> Job: Convert everything from the line containing "Could you spot the beach" down through the last line of the records into a JSON list of strings, one string per line, omitting blank lines. Include only those lines.

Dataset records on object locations
§
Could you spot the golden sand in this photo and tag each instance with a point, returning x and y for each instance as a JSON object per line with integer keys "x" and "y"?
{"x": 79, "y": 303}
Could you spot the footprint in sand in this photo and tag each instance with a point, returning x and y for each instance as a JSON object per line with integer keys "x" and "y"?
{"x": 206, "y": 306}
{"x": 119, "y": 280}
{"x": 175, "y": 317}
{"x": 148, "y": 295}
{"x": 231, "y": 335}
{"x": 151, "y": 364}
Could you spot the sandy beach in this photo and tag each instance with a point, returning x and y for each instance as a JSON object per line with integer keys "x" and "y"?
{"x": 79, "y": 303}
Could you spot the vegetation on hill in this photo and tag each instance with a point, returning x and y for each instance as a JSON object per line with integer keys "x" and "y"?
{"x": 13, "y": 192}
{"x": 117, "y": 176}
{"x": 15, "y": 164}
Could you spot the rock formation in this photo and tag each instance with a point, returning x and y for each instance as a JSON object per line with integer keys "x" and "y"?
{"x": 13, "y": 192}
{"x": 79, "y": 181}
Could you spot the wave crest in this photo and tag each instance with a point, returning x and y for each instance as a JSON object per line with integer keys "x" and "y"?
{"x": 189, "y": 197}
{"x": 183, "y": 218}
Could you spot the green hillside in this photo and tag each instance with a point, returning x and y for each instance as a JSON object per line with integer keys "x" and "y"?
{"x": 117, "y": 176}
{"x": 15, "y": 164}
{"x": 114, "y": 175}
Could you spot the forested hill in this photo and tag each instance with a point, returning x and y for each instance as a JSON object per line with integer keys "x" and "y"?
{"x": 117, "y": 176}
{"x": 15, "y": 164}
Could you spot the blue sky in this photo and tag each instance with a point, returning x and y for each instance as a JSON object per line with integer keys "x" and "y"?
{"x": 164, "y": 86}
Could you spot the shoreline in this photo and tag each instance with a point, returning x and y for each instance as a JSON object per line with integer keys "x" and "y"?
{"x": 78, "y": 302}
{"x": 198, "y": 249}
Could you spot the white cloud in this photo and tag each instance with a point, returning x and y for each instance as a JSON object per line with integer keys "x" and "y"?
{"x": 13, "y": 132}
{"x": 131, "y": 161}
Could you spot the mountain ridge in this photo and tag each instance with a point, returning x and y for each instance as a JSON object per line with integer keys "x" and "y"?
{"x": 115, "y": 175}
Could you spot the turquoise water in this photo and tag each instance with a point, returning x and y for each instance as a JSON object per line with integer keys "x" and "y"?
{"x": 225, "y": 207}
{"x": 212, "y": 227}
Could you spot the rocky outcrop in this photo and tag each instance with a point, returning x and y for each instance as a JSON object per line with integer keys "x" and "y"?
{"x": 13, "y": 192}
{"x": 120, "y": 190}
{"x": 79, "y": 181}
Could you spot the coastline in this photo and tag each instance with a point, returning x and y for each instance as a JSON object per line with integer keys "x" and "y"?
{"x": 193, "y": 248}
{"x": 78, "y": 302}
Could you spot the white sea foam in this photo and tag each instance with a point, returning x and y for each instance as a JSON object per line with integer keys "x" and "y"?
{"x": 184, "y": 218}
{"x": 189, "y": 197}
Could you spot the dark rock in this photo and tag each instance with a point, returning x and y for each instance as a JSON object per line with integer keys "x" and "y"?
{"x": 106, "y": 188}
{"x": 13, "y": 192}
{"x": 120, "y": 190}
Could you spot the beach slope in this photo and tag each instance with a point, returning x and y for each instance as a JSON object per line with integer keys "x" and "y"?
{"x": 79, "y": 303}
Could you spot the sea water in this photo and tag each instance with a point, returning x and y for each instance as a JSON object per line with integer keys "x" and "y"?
§
> Reply to the task:
[
  "Could you spot the beach slope in this photo and tag each instance with a point, returning x and y for each instance as a JSON object per line with integer keys \"x\" and \"y\"?",
  "{\"x\": 79, \"y\": 303}",
  "Could you spot the sea water in this photo and tag each instance with a point, returning x and y for each instance as a JSON object per line with integer keys \"x\" and \"y\"?"
]